> **REQUIRED WORK**: Your task is to work out how many lines in the data include the word "black". Reply with the number alone.

+++ DATA TO PROCESS

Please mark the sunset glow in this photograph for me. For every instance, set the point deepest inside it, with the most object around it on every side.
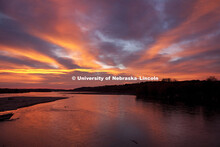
(47, 42)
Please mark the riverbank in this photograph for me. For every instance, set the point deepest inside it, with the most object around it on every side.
(190, 92)
(13, 103)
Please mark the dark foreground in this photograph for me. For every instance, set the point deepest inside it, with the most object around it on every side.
(13, 103)
(85, 120)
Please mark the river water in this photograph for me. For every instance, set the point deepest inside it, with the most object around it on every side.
(109, 121)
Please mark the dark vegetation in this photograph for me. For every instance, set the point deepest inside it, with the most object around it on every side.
(167, 90)
(7, 90)
(13, 103)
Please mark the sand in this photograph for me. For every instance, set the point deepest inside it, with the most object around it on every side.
(13, 103)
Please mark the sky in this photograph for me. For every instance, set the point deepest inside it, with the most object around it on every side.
(43, 43)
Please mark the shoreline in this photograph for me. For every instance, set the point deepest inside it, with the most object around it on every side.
(13, 103)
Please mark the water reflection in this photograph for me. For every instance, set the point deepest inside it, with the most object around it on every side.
(109, 120)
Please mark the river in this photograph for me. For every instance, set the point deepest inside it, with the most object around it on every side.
(109, 121)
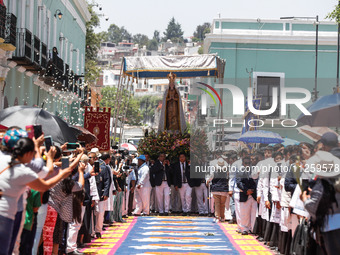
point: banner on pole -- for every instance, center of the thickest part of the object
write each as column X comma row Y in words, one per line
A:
column 97, row 121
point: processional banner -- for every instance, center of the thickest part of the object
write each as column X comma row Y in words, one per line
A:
column 97, row 121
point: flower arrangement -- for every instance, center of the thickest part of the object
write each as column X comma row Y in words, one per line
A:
column 172, row 144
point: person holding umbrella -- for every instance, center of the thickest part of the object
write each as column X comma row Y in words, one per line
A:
column 143, row 188
column 18, row 150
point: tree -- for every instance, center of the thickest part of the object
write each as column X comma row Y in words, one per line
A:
column 117, row 34
column 173, row 31
column 335, row 14
column 92, row 46
column 201, row 30
column 103, row 36
column 125, row 34
column 140, row 39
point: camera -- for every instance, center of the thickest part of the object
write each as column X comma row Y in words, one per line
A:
column 96, row 166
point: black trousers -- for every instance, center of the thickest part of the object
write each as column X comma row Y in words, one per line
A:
column 274, row 239
column 285, row 241
column 268, row 231
column 86, row 225
column 331, row 242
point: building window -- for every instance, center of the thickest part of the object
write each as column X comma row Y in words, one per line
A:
column 265, row 83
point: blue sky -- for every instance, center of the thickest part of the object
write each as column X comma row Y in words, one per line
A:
column 139, row 16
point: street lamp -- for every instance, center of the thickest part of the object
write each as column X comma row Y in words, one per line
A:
column 316, row 49
column 58, row 12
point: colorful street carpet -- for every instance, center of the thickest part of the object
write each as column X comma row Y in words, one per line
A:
column 175, row 235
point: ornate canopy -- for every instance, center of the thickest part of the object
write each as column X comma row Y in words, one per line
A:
column 205, row 65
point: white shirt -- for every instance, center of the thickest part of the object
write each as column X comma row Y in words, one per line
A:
column 144, row 176
column 13, row 183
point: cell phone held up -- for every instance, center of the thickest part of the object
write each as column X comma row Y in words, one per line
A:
column 48, row 143
column 65, row 162
column 96, row 166
column 72, row 146
column 34, row 131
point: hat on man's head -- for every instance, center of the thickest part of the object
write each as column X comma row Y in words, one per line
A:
column 329, row 139
column 221, row 162
column 12, row 136
column 96, row 151
column 142, row 157
column 324, row 164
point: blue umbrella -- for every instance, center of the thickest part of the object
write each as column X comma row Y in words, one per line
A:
column 261, row 136
column 288, row 141
column 325, row 112
column 231, row 137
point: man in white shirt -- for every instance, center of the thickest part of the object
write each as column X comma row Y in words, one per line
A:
column 143, row 188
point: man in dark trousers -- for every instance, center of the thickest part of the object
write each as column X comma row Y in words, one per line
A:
column 103, row 181
column 248, row 204
column 162, row 182
column 183, row 182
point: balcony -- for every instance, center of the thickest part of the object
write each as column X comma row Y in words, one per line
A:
column 8, row 26
column 23, row 52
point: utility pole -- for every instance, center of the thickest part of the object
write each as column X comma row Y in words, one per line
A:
column 316, row 51
column 316, row 58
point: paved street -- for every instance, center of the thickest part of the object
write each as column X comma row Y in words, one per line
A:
column 175, row 235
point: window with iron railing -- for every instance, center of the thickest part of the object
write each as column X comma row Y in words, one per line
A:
column 36, row 57
column 10, row 29
column 2, row 21
column 23, row 45
column 43, row 55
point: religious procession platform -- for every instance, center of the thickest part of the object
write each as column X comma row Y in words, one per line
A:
column 175, row 235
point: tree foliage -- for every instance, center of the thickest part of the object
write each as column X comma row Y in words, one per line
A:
column 118, row 34
column 335, row 14
column 141, row 40
column 173, row 31
column 201, row 30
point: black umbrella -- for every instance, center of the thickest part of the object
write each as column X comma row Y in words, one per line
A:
column 52, row 125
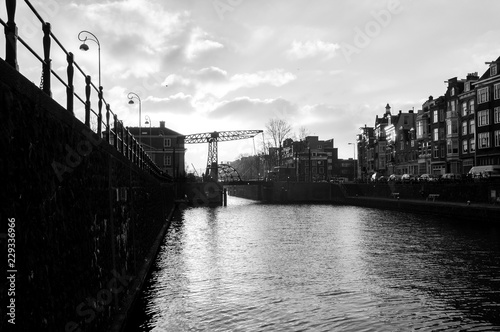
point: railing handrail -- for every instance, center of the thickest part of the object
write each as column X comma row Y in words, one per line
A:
column 129, row 146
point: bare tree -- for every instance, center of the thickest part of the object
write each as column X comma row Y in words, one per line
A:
column 279, row 130
column 303, row 133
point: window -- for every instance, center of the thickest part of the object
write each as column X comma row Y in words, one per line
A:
column 496, row 138
column 420, row 129
column 483, row 95
column 465, row 146
column 484, row 140
column 493, row 69
column 167, row 160
column 464, row 108
column 452, row 146
column 452, row 127
column 483, row 118
column 496, row 89
column 472, row 144
column 453, row 105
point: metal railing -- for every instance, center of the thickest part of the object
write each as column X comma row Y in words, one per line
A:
column 111, row 128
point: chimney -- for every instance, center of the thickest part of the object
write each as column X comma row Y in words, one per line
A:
column 472, row 76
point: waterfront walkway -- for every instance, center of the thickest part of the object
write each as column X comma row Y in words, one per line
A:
column 460, row 210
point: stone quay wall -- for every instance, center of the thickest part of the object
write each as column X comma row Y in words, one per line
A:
column 87, row 220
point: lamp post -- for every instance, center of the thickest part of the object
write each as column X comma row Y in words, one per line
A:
column 131, row 96
column 85, row 47
column 354, row 159
column 148, row 121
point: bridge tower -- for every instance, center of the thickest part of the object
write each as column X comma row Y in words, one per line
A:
column 212, row 139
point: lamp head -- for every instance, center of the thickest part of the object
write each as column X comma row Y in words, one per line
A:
column 84, row 47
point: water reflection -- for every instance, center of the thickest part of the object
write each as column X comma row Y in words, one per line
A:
column 322, row 268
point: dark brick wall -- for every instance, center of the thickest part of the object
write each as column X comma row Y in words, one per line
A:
column 79, row 249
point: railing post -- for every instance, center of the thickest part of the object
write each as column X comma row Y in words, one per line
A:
column 11, row 35
column 46, row 61
column 134, row 151
column 99, row 116
column 70, row 90
column 87, row 101
column 122, row 132
column 108, row 134
column 127, row 134
column 115, row 143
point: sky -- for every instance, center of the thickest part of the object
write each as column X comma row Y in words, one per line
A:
column 214, row 65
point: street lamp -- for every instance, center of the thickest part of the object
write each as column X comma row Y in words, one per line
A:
column 131, row 96
column 148, row 121
column 85, row 47
column 354, row 158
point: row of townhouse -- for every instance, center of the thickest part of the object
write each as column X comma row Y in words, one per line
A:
column 450, row 134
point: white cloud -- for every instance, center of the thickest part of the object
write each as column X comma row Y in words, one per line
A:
column 312, row 49
column 200, row 42
column 275, row 77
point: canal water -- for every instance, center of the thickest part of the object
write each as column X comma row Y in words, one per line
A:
column 257, row 267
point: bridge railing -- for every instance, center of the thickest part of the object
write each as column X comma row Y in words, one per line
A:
column 109, row 128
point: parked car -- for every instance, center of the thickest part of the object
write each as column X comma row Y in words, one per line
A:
column 451, row 177
column 427, row 178
column 485, row 172
column 408, row 178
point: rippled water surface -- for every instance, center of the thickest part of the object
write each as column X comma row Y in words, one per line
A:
column 255, row 267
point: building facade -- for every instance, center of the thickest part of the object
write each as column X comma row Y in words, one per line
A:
column 488, row 116
column 164, row 146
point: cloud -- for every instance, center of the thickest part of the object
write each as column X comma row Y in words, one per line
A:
column 254, row 110
column 275, row 77
column 199, row 43
column 214, row 83
column 312, row 49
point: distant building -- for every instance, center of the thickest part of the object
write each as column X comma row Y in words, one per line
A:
column 488, row 116
column 311, row 158
column 164, row 146
column 467, row 109
column 450, row 134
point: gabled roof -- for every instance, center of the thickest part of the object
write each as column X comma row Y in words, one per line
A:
column 486, row 74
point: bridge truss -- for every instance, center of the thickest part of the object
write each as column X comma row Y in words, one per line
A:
column 212, row 139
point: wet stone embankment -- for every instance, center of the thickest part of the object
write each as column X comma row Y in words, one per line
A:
column 86, row 218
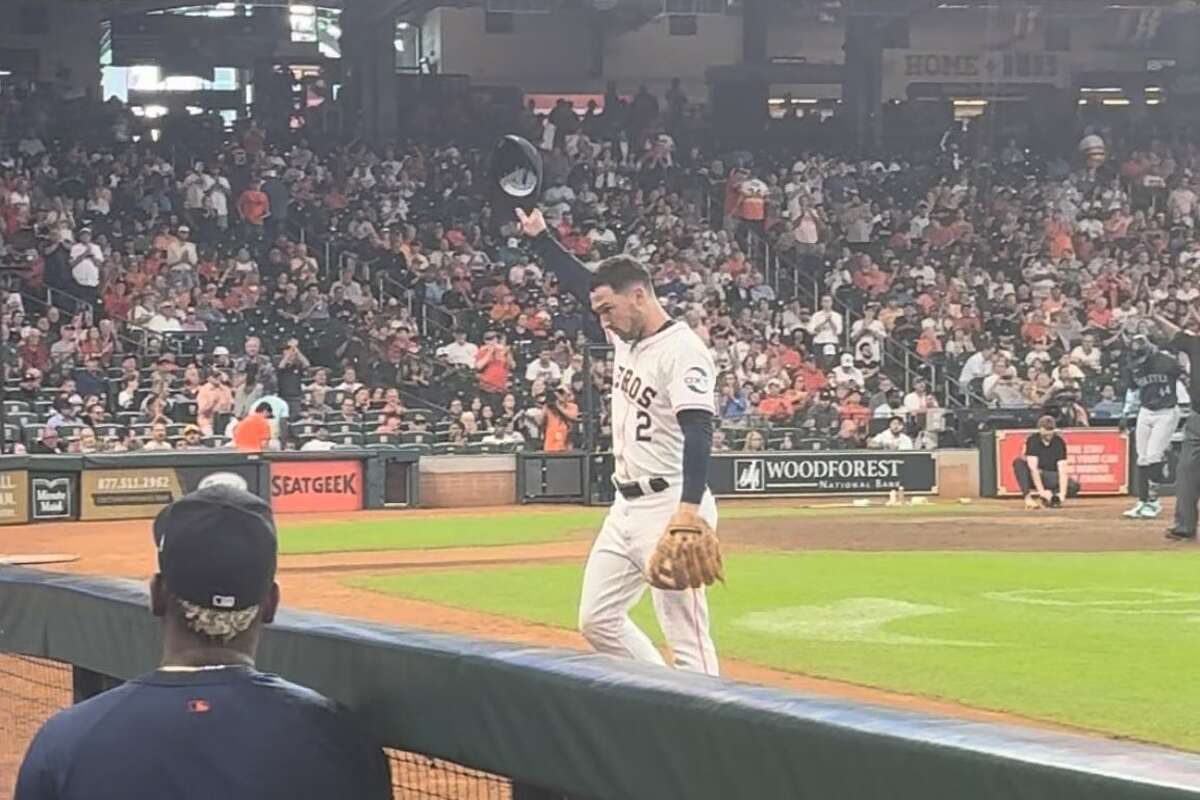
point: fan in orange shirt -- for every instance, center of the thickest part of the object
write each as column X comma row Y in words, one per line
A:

++++++

> **EXPECTED ANSWER**: 2